Monday, 26 May 2014

Changing perspectives

At the age of fifteen, I met Jesus. This is not to say that up until that point my life had been a sterile desert devoid of all spiritual content. Of course not. Nor is it to say that until then he was not with me. He was. He is Emmanuel – he is always with us; he stands at the door of each soul, and knocks. But at fifteen years old I met him in conscious awareness, and life has never been the same since. I became his property then, and so I still am.

The road from that point on has travelled through a changing landscape. For a while, immersed in Pentecostalist / Housechurch / Baptist / Jesus Freak culture, my life took on a strongly Evangelical flavor. In those days, small local Evangelical Christian bookshops could still be found in most places, and always sold prayer cards with Bible quotations or devotional poetry on them.

_Requirement 1_.
From the blog post, print the passage that begins at the words "The road from" and stops after the words "poetry on them.".
_Requirement 2_.
Summarize the blog post in two sentences.
_Requirement 3_.
Answer these questions from the blog post:
(a) At what age did the writer meet Jesus?
(b) What did small local Evangelical Christian bookshops always sell?
(c) What date heads the post?

_Listed records_.
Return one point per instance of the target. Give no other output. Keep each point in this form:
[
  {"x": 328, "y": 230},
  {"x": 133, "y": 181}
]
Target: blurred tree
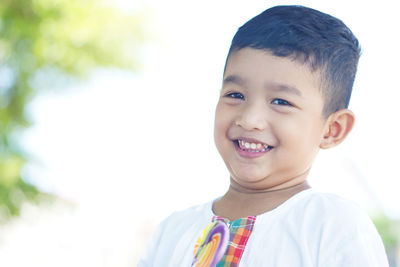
[{"x": 44, "y": 43}]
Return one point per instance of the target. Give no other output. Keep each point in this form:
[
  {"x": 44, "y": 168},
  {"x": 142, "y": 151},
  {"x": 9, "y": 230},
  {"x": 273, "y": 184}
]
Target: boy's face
[{"x": 269, "y": 122}]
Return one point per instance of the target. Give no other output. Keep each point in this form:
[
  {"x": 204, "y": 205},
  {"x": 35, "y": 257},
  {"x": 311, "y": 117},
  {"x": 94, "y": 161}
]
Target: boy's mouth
[{"x": 254, "y": 147}]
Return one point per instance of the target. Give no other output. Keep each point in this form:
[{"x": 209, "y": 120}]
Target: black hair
[{"x": 319, "y": 40}]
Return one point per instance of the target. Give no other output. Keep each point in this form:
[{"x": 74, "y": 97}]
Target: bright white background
[{"x": 125, "y": 150}]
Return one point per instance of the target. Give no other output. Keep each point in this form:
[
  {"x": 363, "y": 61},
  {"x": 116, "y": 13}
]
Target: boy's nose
[{"x": 252, "y": 117}]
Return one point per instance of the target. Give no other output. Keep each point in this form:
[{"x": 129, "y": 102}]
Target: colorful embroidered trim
[
  {"x": 211, "y": 245},
  {"x": 239, "y": 231}
]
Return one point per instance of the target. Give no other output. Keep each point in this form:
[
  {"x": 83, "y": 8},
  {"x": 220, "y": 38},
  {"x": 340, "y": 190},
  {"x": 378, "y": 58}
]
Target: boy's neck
[{"x": 237, "y": 204}]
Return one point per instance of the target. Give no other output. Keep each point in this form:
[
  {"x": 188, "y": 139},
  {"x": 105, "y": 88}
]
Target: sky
[{"x": 129, "y": 149}]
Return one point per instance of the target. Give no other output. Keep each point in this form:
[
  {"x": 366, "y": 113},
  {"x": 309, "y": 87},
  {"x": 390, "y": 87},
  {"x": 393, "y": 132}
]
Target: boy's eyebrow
[
  {"x": 234, "y": 79},
  {"x": 286, "y": 88},
  {"x": 278, "y": 87}
]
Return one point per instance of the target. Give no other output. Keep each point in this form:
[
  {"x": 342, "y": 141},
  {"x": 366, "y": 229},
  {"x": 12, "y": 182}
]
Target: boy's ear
[{"x": 337, "y": 127}]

_Task output 1_.
The road from that point on has travelled through a changing landscape. For a while, immersed in Pentecostalist / Housechurch / Baptist / Jesus Freak culture, my life took on a strongly Evangelical flavor. In those days, small local Evangelical Christian bookshops could still be found in most places, and always sold prayer cards with Bible quotations or devotional poetry on them.

_Task output 2_.
At fifteen, the writer met Jesus in conscious awareness, though the writer says he had always been present, and life has never been the same since. The road afterward passed through a changing landscape, including a period of strongly Evangelical flavor spent immersed in Pentecostalist, Housechurch, Baptist and Jesus Freak culture.

_Task output 3_.
(a) Fifteen.
(b) Prayer cards with Bible quotations or devotional poetry on them.
(c) Monday, 26 May 2014.